### Texte à lire
▬▬▬▬▬▬▬▬▬▬

* USA-Menace de droits de douane de 25% sur l'automobile

* Un Brexit sans accord déboucherait sur de nouvelles taxes

* L'Allemagne particulièrement vulnérable aux deux risques commerciaux

* Ce double coup dur pourrait plonger l'économie dans la récession

* Source : Berlin envisage un soutien fiscal pour parer à la crise

par Michael Nienaber

BERLIN, 1er mars (Reuters) - L'Allemagne est confrontée aux risques d'une forte augmentation des droits de douane américains sur l'automobile et d'un Brexit sans accord, un double coup dur qui pourrait mettre un terme à dix années de croissance pour la première économie d'Europe.

La chancelière Angela Merkel et ses ministres préparent en sous-main des mesures pour limiter les dégâts s'il s'avérait que le scénario du pire se réalisait.

Face à la menace de récession, le ministre des Finances Olaf Scholz est prêt à assouplir des règles habituellement très strictes en Allemagne en matière de dette, a déclaré à Reuters un haut fonctionnaire du gouvernement.

"Si ce double coup dur se concrétise, il nous faudra sortir quelque chose de notre chapeau", a-t-il dit, laissant entendre que le gouvernement travaillait sur un plan de soutien budgétaire.

Le ministère des Finances s'est abstenu de tout commentaire.

L'Allemagne, qui a tout juste échappé à la récession en 2018, est particulièrement vulnérable aux éventualités de droits de douane sur l'automobile, que Donald Trump menace de porter à 25%, et d'une sortie du Royaume-Uni de l'Union européenne (UE) le 29 mars sans accord.

Les exportations représentent près de la moitié de la production du pays et les voitures sont de loin son premier poste d'exportation avec 230 milliards d'euros de ventes par an, selon les données de l'Office fédéral de la statistique.

Les Etats-Unis sont la première destination à l'export des voitures allemandes, avec un chiffre d'affaires de 27,2 milliards d'euros, suivi par la Chine (24,7 milliards) et la Grande-Bretagne (22,5 milliards), selon ces statistiques.

En nombre de voitures, le Royaume-Uni passe devant les Etats-Unis, avec 666.000 voitures importées contre 470.000, selon les chiffres de la fédération professionnelle VDA.

Le département américain du Commerce a remis le 17 février à Donald Trump un rapport sur la menace que représenterait le secteur automobile européen pour la sécurité nationale des Etats-Unis, une étape qui pourrait ouvrir la voie à l'instauration de droits de douane de 25% sur les véhicules et pièces détachées européennes importés. Le président américain dispose d'un délai de 90 jours pour décider de suivre ou non les recommandations du département du Commerce.

▬▬▬▬▬▬▬▬▬▬

### Exercice proposé 1
Sélectionnez toutes les lignes des enregistrements où figure la chaîne « stem », puis recopiez-les.
Le texte et les enregistrements sont deux documents indépendants l'un de l'autre.

### Données de l'exercice
▬▬▬▬▬▬▬▬▬▬

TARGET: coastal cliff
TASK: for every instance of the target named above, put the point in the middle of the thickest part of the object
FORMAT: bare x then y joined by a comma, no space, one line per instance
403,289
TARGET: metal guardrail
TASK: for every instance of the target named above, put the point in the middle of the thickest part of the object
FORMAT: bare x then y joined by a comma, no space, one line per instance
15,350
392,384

▬▬▬▬▬▬▬▬▬▬

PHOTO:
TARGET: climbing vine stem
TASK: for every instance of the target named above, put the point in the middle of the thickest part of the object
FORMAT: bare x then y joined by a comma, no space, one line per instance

▬▬▬▬▬▬▬▬▬▬

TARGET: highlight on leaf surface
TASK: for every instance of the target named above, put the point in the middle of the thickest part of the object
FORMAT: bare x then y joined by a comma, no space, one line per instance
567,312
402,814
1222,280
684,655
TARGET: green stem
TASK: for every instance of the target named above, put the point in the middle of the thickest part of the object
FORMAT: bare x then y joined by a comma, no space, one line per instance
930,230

▬▬▬▬▬▬▬▬▬▬

### Exercice proposé 2
Reprenez l'article sur les menaces commerciales qui pèsent sur l'économie allemande et poursuivez-le après sa dernière phrase.

### Résultat obtenu 1
TARGET: climbing vine stem
TARGET: green stem

### Résultat obtenu 2
Parallèlement, un Brexit sans accord ferait retomber le Royaume-Uni au rang de pays tiers dans le cadre des règles de l'Organisation mondiale du Commerce (OMC). Ce statut porterait les droits de douane britanniques à environ 10% sur les voitures allemandes et jusqu'à 22% sur les camions et les pickups.

CERCLE VICIEUX

Si ces deux scénarios se réalisaient, ils pourraient retrancher 0,7 point à la croissance du produit intérieur brut allemand à long terme, selon des estimations de la Commerzbank et de l'institut Ifo.

Berlin prévoit un ralentissement de la croissance du pays à 1% cette année contre 1,4% en 2018. Mais ces prévisions sont fondées sur l'hypothèse qu'une escalade du conflit commercial avec les Etats-Unis et un Brexit sans accord peuvent être évités.

"En cas de Brexit désordonné, il y aura des effets négatifs de court terme tels qu'une incertitude accrue et des processus d'ajustement, encore que ces effets soient difficiles à quantifier", souligne un porte-parole du ministère de l'Economie.

Toutefois, des études ont conclu qu'un Brexit sans accord pourrait coûter 0,2 point de pourcentage de croissance par an à l'Allemagne à long terme, ajoute-t-il.

De même, les exportations de voitures allemandes aux Etats-Unis pourraient chuter de près de 50% à long terme si Donald Trump imposait une surtaxe à l'importation, selon l'institut Ifo.

"Cela réduirait la croissance du PIB allemand d'environ 0,5 point", dit l'économiste de Commerzbank, Jörg Krämer.

Pour l'économie allemande dans son ensemble, ces deux risques pourraient en outre affecter le climat des affaires et le moral du consommateur et entraîner l'économie dans un cercle vicieux, ajoute-t-il. (Juliette Rouillon pour le service français, édité par Wilfrid Exbrayat)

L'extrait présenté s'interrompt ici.